EXERCISE DETAILS ->
Copy exactly the stretch of data below from the line with "For every instance of the wooden" through the line with "pixel 278 171", including both of those lines.

PROVIDED DATA ->
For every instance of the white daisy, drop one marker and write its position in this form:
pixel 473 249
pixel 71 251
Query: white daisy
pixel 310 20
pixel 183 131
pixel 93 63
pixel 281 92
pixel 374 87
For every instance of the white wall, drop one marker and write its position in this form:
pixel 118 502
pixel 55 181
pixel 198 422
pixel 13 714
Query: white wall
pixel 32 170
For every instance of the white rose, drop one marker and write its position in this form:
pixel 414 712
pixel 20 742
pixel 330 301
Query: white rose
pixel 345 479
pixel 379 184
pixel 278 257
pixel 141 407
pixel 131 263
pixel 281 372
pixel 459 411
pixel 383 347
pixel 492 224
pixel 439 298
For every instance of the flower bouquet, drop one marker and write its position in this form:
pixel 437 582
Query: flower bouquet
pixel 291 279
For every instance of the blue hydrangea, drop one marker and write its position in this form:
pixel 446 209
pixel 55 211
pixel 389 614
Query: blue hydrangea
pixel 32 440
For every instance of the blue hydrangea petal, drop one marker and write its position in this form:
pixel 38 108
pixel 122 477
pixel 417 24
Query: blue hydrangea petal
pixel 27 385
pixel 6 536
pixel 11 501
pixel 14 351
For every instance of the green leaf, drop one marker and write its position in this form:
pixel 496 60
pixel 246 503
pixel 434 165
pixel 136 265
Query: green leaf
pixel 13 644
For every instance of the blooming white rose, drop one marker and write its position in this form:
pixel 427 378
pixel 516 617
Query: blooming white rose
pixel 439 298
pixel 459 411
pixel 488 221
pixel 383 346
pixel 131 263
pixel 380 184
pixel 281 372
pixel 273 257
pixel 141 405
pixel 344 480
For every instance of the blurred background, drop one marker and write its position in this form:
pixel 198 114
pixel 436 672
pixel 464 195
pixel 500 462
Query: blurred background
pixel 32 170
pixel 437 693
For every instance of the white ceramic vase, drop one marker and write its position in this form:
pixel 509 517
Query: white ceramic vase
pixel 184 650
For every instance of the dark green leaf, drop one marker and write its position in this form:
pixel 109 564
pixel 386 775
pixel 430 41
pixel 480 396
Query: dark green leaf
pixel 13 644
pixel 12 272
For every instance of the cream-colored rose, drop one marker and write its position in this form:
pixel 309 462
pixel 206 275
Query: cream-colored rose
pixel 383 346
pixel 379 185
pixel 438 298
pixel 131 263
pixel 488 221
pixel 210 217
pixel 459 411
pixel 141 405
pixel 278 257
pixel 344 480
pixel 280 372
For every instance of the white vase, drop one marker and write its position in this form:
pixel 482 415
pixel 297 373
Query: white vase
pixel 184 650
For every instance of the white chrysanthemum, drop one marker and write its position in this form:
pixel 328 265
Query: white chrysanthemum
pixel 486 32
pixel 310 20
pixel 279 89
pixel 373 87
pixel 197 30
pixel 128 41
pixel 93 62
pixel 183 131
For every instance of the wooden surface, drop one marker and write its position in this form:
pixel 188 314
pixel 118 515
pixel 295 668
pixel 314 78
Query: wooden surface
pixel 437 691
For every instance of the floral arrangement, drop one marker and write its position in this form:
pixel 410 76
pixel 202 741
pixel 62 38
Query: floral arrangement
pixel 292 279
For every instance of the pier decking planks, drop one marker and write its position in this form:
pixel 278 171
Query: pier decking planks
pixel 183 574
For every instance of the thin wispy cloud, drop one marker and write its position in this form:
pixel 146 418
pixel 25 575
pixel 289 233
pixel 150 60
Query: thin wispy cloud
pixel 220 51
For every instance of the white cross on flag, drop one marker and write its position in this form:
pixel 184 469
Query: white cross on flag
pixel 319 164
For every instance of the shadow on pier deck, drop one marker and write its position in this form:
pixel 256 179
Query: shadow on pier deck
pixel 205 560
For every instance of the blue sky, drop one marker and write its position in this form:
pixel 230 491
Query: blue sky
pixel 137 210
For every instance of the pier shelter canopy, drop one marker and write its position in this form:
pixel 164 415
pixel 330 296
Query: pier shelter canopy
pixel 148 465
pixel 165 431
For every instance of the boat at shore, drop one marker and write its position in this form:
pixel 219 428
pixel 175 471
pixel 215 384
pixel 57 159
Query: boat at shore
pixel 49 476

EXPECTED OUTPUT ->
For every instance of the wooden surface, drop one marker and write its position in this form:
pixel 188 314
pixel 118 515
pixel 295 668
pixel 314 78
Query: wooden surface
pixel 437 691
For every instance of the floral arrangement, drop one marker and write its position in this form:
pixel 410 76
pixel 202 741
pixel 62 38
Query: floral arrangement
pixel 292 279
For every instance of the pier decking planks, drop one marker and write its position in this form:
pixel 278 171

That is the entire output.